Instructions for the task | Take the line containing "point: reflection on" and every line after it to the end of the records, and copy them exactly, leaving out pictures.

Data rows |
——
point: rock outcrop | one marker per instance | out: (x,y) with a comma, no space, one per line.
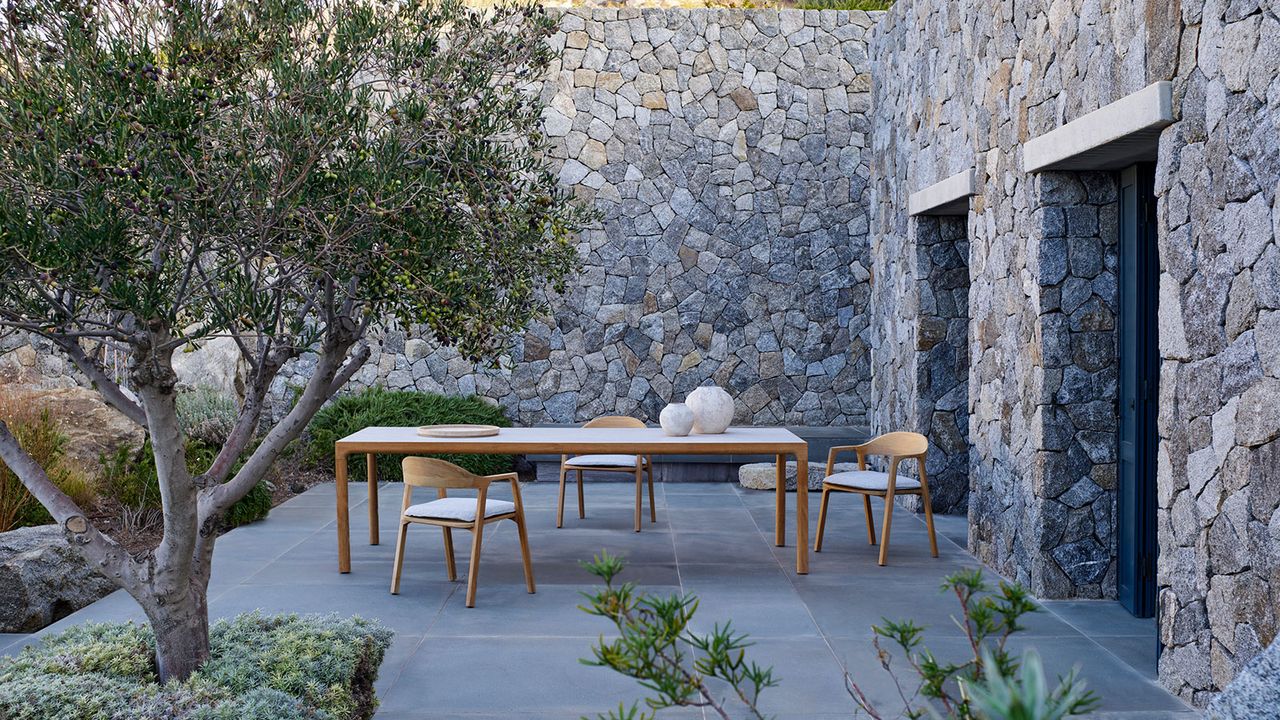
(42,579)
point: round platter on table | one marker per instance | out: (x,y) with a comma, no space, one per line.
(457,431)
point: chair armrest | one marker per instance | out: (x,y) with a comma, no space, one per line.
(839,449)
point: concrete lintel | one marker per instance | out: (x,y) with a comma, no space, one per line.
(945,197)
(1111,137)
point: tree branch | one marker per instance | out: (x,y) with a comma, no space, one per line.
(329,369)
(110,391)
(94,546)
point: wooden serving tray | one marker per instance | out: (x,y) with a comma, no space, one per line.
(458,431)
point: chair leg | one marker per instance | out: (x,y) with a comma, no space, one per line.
(400,557)
(524,554)
(560,511)
(448,555)
(474,569)
(581,502)
(822,520)
(888,520)
(871,519)
(639,495)
(928,523)
(653,507)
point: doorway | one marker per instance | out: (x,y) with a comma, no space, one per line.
(1139,376)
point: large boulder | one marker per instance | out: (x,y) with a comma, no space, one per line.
(763,475)
(1255,693)
(91,425)
(42,579)
(211,363)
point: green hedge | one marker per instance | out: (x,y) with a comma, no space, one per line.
(265,668)
(383,408)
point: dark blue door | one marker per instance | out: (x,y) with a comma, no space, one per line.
(1139,373)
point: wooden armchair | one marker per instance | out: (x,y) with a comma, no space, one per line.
(897,447)
(462,513)
(629,464)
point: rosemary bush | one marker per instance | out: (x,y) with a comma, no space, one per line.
(653,633)
(993,683)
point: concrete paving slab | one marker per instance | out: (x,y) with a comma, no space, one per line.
(517,654)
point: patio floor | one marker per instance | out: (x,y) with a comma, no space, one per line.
(517,655)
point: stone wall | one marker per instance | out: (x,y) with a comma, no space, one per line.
(727,154)
(968,81)
(1219,223)
(919,135)
(942,365)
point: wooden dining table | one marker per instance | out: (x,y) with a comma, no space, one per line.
(778,442)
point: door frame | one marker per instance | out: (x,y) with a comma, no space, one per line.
(1137,345)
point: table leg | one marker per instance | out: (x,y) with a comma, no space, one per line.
(371,475)
(339,473)
(780,504)
(803,513)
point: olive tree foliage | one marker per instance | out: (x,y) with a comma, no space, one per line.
(280,172)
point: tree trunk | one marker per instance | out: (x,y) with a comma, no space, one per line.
(182,634)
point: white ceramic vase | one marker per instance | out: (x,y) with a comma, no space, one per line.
(713,410)
(676,419)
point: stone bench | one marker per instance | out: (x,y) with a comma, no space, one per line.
(763,475)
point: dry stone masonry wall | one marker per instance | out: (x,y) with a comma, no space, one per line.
(727,154)
(1219,470)
(919,305)
(969,81)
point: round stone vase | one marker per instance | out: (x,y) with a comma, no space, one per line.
(713,410)
(676,419)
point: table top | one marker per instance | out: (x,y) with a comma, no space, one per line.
(576,440)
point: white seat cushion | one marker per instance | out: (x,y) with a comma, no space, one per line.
(461,509)
(871,479)
(603,460)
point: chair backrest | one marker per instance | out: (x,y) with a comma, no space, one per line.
(900,443)
(615,422)
(434,473)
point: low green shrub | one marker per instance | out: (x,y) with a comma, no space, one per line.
(265,668)
(380,406)
(208,414)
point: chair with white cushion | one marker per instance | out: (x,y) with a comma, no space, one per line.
(896,447)
(462,513)
(630,464)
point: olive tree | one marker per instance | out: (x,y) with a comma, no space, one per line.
(286,173)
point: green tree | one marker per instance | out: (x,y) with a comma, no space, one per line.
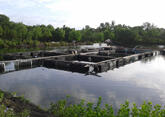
(75,35)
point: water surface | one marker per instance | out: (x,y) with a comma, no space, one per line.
(136,82)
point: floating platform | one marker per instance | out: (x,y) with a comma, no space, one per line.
(90,62)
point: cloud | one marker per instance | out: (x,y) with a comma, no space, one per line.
(78,13)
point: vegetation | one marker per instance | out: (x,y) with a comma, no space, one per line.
(83,109)
(20,35)
(91,110)
(9,112)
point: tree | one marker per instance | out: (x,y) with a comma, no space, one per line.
(59,35)
(75,35)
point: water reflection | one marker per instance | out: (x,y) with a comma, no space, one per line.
(136,82)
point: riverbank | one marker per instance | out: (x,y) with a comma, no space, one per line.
(62,109)
(20,104)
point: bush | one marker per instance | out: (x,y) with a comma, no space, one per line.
(61,109)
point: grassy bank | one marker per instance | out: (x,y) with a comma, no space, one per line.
(12,106)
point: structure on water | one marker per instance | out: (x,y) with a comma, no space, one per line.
(90,61)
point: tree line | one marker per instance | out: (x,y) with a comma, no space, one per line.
(18,34)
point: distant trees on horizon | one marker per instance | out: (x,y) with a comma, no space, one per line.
(13,34)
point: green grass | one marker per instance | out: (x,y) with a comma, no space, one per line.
(9,112)
(89,109)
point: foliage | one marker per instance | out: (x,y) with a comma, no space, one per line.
(61,109)
(20,35)
(9,112)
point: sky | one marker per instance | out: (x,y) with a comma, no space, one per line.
(78,13)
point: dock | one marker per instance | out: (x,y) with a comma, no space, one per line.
(92,62)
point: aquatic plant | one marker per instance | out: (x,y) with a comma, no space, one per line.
(61,109)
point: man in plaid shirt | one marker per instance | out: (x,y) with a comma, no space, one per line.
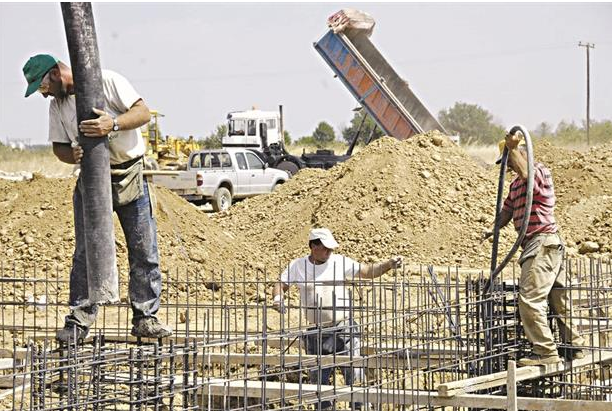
(542,271)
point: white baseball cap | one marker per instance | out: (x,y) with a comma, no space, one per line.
(326,237)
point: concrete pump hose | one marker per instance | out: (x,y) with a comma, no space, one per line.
(528,202)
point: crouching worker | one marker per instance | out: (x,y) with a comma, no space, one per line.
(321,277)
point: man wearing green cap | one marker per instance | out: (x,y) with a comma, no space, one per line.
(120,119)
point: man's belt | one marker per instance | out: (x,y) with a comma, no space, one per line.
(126,165)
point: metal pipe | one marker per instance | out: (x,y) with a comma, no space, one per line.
(95,165)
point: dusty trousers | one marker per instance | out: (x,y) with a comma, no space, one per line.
(541,283)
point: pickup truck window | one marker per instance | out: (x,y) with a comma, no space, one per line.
(271,123)
(211,160)
(241,161)
(196,161)
(252,128)
(254,162)
(236,127)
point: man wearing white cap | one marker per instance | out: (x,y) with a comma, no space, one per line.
(325,299)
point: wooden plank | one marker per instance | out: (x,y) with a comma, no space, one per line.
(296,360)
(523,373)
(454,352)
(310,392)
(512,404)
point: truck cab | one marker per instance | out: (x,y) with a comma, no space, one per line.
(255,129)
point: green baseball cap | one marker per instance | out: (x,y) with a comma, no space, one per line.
(35,69)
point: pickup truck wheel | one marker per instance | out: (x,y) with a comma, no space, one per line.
(222,199)
(151,164)
(290,167)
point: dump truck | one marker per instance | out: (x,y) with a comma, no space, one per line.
(376,86)
(385,96)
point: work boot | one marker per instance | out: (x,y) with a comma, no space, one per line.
(150,327)
(571,354)
(71,332)
(536,359)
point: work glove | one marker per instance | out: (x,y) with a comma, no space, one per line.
(77,153)
(486,234)
(396,262)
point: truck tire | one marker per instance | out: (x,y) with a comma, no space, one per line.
(290,167)
(222,199)
(151,164)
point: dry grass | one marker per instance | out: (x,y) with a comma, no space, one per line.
(36,160)
(339,147)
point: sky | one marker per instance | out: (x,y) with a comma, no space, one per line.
(195,62)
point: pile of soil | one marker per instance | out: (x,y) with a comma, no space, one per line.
(583,185)
(422,198)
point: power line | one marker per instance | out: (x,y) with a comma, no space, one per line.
(588,46)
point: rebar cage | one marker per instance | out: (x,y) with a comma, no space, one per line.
(420,338)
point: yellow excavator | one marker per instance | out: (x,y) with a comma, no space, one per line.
(165,153)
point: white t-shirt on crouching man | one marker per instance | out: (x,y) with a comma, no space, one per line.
(324,296)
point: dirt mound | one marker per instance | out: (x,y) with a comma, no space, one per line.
(423,198)
(577,175)
(583,186)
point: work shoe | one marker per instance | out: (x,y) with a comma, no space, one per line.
(571,354)
(150,327)
(535,359)
(71,332)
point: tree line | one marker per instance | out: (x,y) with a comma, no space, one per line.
(474,124)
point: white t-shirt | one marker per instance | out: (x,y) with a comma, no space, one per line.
(119,96)
(319,284)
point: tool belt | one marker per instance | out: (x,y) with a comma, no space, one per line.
(127,182)
(333,341)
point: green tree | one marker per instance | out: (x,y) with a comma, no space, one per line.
(473,124)
(214,139)
(348,133)
(286,137)
(306,141)
(543,130)
(323,134)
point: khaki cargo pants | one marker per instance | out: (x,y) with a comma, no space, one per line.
(542,275)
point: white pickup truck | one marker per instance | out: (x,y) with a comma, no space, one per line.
(221,175)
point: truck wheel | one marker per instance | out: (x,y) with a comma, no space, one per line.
(222,199)
(151,164)
(290,167)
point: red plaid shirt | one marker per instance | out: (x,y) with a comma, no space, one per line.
(541,219)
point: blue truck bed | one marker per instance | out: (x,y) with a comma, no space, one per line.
(375,85)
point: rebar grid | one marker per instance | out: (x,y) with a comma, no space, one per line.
(231,350)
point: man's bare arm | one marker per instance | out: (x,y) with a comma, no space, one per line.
(135,117)
(519,163)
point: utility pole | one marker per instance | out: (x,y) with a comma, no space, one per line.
(588,46)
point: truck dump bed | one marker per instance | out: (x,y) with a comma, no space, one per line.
(374,83)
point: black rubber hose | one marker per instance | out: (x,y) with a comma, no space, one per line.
(95,164)
(495,270)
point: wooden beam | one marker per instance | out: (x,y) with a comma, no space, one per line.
(311,392)
(499,379)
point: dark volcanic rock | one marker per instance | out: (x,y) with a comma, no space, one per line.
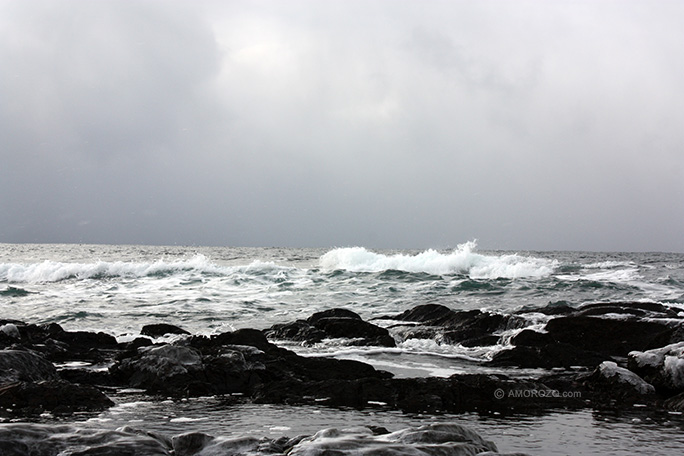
(161,329)
(57,396)
(333,323)
(297,331)
(603,335)
(616,386)
(429,440)
(333,313)
(547,356)
(432,314)
(470,328)
(27,439)
(24,366)
(531,338)
(663,367)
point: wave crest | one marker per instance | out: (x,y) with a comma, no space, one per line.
(462,260)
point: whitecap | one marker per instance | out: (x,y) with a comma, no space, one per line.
(462,260)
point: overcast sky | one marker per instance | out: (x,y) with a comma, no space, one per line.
(546,125)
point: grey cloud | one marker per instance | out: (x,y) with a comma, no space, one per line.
(386,124)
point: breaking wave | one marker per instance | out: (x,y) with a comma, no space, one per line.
(55,271)
(462,260)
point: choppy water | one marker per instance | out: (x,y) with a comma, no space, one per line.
(206,290)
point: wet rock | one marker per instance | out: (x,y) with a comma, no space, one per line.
(333,323)
(634,309)
(472,328)
(434,439)
(24,366)
(333,313)
(165,368)
(617,384)
(297,331)
(431,314)
(57,396)
(50,440)
(10,330)
(663,367)
(191,443)
(531,338)
(675,403)
(609,337)
(161,329)
(547,356)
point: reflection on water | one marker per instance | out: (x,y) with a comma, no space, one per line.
(558,433)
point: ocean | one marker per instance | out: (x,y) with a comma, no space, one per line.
(209,290)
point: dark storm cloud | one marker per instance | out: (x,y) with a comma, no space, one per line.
(550,125)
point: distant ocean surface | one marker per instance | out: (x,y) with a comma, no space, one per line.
(206,290)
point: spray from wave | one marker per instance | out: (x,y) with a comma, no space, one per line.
(462,260)
(56,271)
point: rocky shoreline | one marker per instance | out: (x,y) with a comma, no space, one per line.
(596,356)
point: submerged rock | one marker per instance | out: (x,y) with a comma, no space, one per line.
(56,396)
(618,383)
(433,439)
(663,367)
(161,329)
(24,366)
(332,324)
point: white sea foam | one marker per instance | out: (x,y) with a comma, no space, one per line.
(55,271)
(462,260)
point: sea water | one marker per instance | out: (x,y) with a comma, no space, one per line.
(208,290)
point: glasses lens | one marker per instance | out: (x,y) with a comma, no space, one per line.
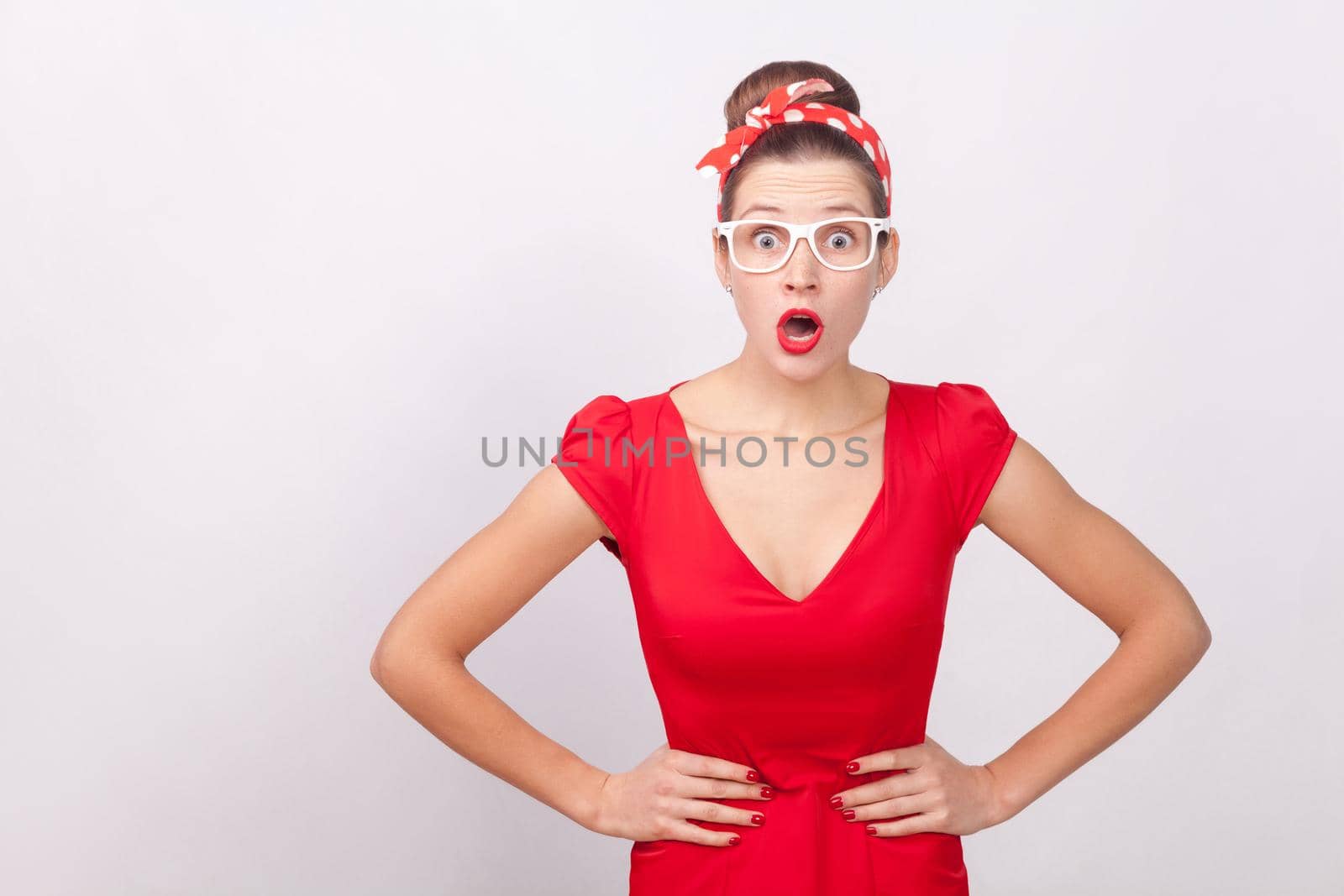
(844,244)
(763,246)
——
Solution |
point: reflection on water | one marker per instance | out: (x,y) with a comma, no space, one per line.
(558,433)
point: ocean | one marker per instance | out: (x,y) with a comma, no space, one per line.
(209,290)
point: dark storm cloud | one marker per instance | out: (x,y) with a comma, no space, one per line.
(550,125)
point: distant ocean surface | one marker per instance | out: (x,y) with a comma, no space, one per line.
(206,290)
point: spray from wave | one marker per instance | out: (x,y) with a comma, no space, one per line.
(462,260)
(56,271)
point: rocky shoreline | one marker per instance | out: (x,y) with a comma, no space, one per line.
(596,356)
point: submerged rock | one marker per instance | out: (x,y) with a comma, no space, one per line.
(56,396)
(618,383)
(433,439)
(663,367)
(161,329)
(24,366)
(332,324)
point: white sea foam | one marker per instance | out: (x,y) with a comma, no space, one per line.
(55,271)
(462,260)
point: sea water | one marker per instance | out: (x,y) with a comma, no space, one per line.
(208,290)
point: glasses lens | one marker per instance | out: (x,y) with a comma, no space, one per line.
(844,244)
(763,246)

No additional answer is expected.